▶ **THE EXERCISE**
Continue the mailing-list reply about using a non-blocking H2G call for SLPC waitboost, picking up right after its final sentence.

▶ **SELECTED TEXT**
'''

Re: [Intel-gfx] [PATCH] drm/i915/guc/slpc: Use non-blocking H2G for waitboost

Intel-GFX Archive on lore.kernel.org
 help / color / mirror / Atom feed

From: John Harrison <john.c.harrison@intel.com>
To: "Belgaumkar, Vinay" <vinay.belgaumkar@intel.com>,
	Tvrtko Ursulin <tvrtko.ursulin@linux.intel.com>,
	<intel-gfx@lists.freedesktop.org>,
	<dri-devel@lists.freedesktop.org>
Subject: Re: [Intel-gfx] [PATCH] drm/i915/guc/slpc: Use non-blocking H2G for waitboost
Date: Thu, 5 May 2022 11:36:29 -0700	[thread overview]
Message-ID: <032467b7-8794-882a-e45f-6e9d85a716df@intel.com> (raw)
In-Reply-To: <8c8dea74-aa2b-44c1-e1d7-1f613c05bf32@intel.com>

On 5/5/2022 10:21, Belgaumkar, Vinay wrote:
> On 5/5/2022 5:13 AM, Tvrtko Ursulin wrote:
>> On 05/05/2022 06:40, Vinay Belgaumkar wrote:
>>> SLPC min/max frequency updates require H2G calls. We are seeing
>>> timeouts when GuC channel is backed up and it is unable to respond
>>> in a timely fashion causing warnings and affecting CI.
>>
>> Is it the "Unable to force min freq" error? Do you have a link to the 
>> GitLab issue to add to commit message?
> We don't have a specific error for this one, but have seen similar 
> issues with other H2G which are blocking.
>>
>>> This is seen when waitboosting happens during a stress test.
>>> this patch updates the waitboost path to use a non-blocking
>>> H2G call instead, which returns as soon as the message is
>>> successfully transmitted.
>>
>> AFAIU with this approach, when CT channel is congested, you instead 
>> achieve silent dropping of the waitboost request, right?
> We are hoping it makes it, but just not waiting for it to complete.
We are not 'hoping it makes it'. We know for a fact that it will make 
it. We just don't know when. The issue is not about whether the 
waitboost request itself gets dropped/lost it is about the ack that 
comes back. The GuC will process the message and it will send an ack. 
It's just a question of whether the i915 driver has given up waiting for 
it yet. And if it has, then you get the initial 'timed out waiting for 
ack' followed by a later 'got unexpected ack' message.

'''

▶ **RECORDS**
'''

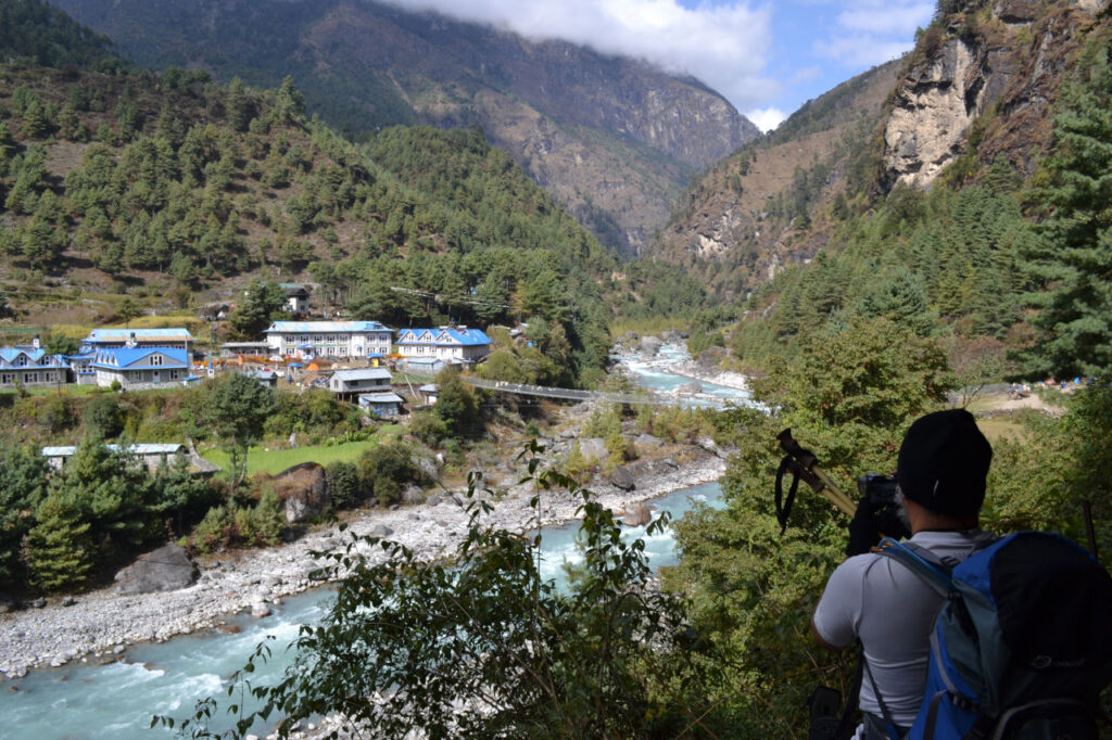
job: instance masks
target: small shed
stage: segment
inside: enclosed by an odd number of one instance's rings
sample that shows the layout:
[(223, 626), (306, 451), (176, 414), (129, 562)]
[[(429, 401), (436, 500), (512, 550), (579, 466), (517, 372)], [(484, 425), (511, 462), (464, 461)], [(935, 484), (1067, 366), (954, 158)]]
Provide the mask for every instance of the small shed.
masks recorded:
[(328, 390), (337, 396), (355, 396), (390, 390), (390, 371), (385, 368), (337, 370), (328, 381)]
[(405, 402), (397, 393), (363, 393), (359, 409), (378, 417), (396, 417)]

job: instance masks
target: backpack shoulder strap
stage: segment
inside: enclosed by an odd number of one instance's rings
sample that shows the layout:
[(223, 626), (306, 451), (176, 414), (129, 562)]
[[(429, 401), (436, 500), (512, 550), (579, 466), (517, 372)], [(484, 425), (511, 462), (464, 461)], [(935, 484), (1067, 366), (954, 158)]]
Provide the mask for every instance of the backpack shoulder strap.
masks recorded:
[(880, 544), (873, 548), (873, 552), (903, 563), (924, 583), (937, 591), (939, 596), (950, 594), (952, 588), (950, 573), (953, 570), (953, 564), (943, 562), (941, 558), (926, 548), (912, 542), (897, 542), (891, 537), (885, 537)]

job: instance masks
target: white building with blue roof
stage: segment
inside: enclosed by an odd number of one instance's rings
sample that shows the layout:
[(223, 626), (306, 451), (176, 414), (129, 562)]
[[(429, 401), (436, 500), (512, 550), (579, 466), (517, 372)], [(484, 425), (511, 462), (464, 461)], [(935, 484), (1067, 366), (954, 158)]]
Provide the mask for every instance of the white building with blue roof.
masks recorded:
[(262, 333), (271, 354), (334, 360), (385, 358), (394, 339), (378, 321), (275, 321)]
[(494, 341), (481, 329), (401, 329), (394, 346), (409, 359), (434, 359), (443, 362), (478, 362), (490, 353)]
[(197, 342), (188, 329), (93, 329), (82, 341), (91, 350), (121, 347), (170, 347), (183, 349), (188, 353)]
[(17, 386), (56, 386), (67, 381), (69, 364), (61, 354), (50, 354), (36, 339), (32, 347), (0, 348), (0, 389)]
[(89, 367), (103, 388), (113, 382), (128, 390), (165, 388), (189, 377), (189, 353), (173, 347), (102, 349)]

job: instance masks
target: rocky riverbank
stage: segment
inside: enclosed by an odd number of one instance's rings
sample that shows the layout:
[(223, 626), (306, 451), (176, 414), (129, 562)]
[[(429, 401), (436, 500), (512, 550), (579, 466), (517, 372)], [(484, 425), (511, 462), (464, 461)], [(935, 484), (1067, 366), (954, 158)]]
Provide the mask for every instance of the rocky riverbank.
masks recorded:
[[(691, 461), (669, 473), (638, 481), (634, 490), (600, 482), (590, 488), (600, 503), (622, 512), (637, 501), (715, 480), (725, 469), (721, 454), (697, 447), (691, 454)], [(492, 497), (495, 508), (486, 521), (525, 529), (575, 517), (579, 499), (545, 491), (538, 522), (528, 507), (533, 492), (530, 484), (514, 486), (504, 496)], [(433, 558), (454, 550), (465, 534), (465, 503), (460, 492), (441, 491), (419, 507), (365, 512), (350, 522), (350, 529), (403, 542)], [(264, 618), (269, 614), (269, 604), (281, 597), (318, 586), (309, 573), (325, 562), (315, 559), (311, 551), (340, 547), (346, 537), (336, 527), (322, 527), (290, 544), (202, 562), (200, 578), (177, 591), (122, 596), (109, 588), (9, 613), (0, 621), (0, 676), (17, 679), (32, 669), (75, 660), (126, 659), (128, 646), (212, 629), (229, 614), (247, 609)]]

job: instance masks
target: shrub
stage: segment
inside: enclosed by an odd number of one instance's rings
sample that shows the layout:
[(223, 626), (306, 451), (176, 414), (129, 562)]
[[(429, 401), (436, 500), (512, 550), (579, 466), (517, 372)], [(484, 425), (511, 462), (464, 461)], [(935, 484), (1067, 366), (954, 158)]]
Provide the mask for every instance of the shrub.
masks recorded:
[(448, 426), (431, 411), (416, 411), (409, 419), (409, 433), (429, 447), (439, 447), (448, 436)]
[(328, 490), (331, 492), (332, 506), (337, 509), (349, 509), (364, 498), (359, 484), (359, 470), (353, 462), (332, 462), (325, 469), (328, 477)]
[(217, 552), (231, 544), (236, 530), (234, 514), (229, 507), (212, 507), (201, 523), (193, 530), (193, 548), (198, 552)]

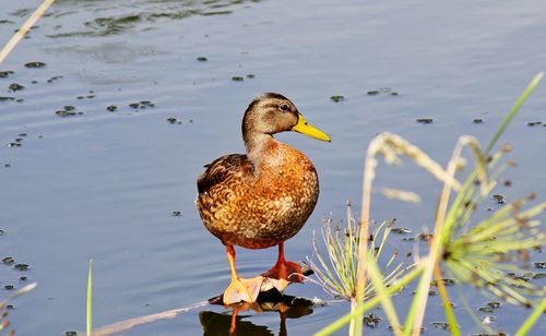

'''

▶ **TASK RESULT**
Whereas, if we make the call asynchronous, there is no ack. i915 doesn't 
bother waiting and it won't get surprised later.

Also, note that this is only an issue when GuC itself is backed up. 
Normally that requires the creation/destruction of large numbers of 
contexts in rapid succession (context management is about the slowest 
thing we do with GuC). Some of the IGTs and selftests do that with 
thousands of contexts all at once. Those are generally where we see this 
kind of problem. It would be highly unlikely (but not impossible) to hit 
it in real world usage.

The general design philosophy of H2G messages is that asynchronous mode 
should be used for everything if at all possible. It is fire and forget 
and will all get processed in the order sent (same as batch buffer 
execution, really). Synchronous messages should only be used when an 
ack/status is absolutely required. E.g. start of day initialisation or 
things like TLB invalidation where we need to know that a cache has been 
cleared/flushed before updating memory from the CPU.

John.


>>
>> It sounds like a potentially important feedback from the field to 
>> lose so easily. How about you added drm_notice to the worker when it 
>> fails?
>>
>> Or simply a "one line patch" to replace i915_probe_error (!?) with 
>> drm_notice and keep the blocking behavior. (I have no idea what is 
>> the typical time to drain the CT buffer, and so to decide whether 
>> waiting or dropping makes more sense for effectiveness of waitboosting.)
>>
>> Or since the congestion /should not/ happen in production, then the 
>> argument is why complicate with more code, in which case going with 
>> one line patch is an easy way forward?
>
> Even if we soften the blow here, the actual timeout error occurs in 
> the intel_guc_ct.c code, so we cannot hide that error anyways. Making 
> this call non-blocking will achieve both things.
>
> Thanks,
>
> Vinay.
>
>>
>> Regards,
>>
>> Tvrtko
>>
>>> Signed-off-by: Vinay Belgaumkar <vinay.belgaumkar@intel.com>
>>> ---
>>>   drivers/gpu/drm/i915/gt/uc/intel_guc_slpc.c | 38 
>>> ++++++++++++++++-----
>>>   1 file changed, 30 insertions(+), 8 deletions(-)
>>>
>>> diff --git a/drivers/gpu/drm/i915/gt/uc/intel_guc_slpc.c 
>>> b/drivers/gpu/drm/i915/gt/uc/intel_guc_slpc.c
>>> index 1db833da42df..c852f73cf521 100644
>>> --- a/drivers/gpu/drm/i915/gt/uc/intel_guc_slpc.c
>>> +++ b/drivers/gpu/drm/i915/gt/uc/intel_guc_slpc.c
>>> @@ -98,6 +98,30 @@ static u32 slpc_get_state(struct intel_guc_slpc 
>>> *slpc)
>>>       return data->header.global_state;
>>>   }
>>>   +static int guc_action_slpc_set_param_nb(struct intel_guc *guc, u8 
>>> id, u32 value)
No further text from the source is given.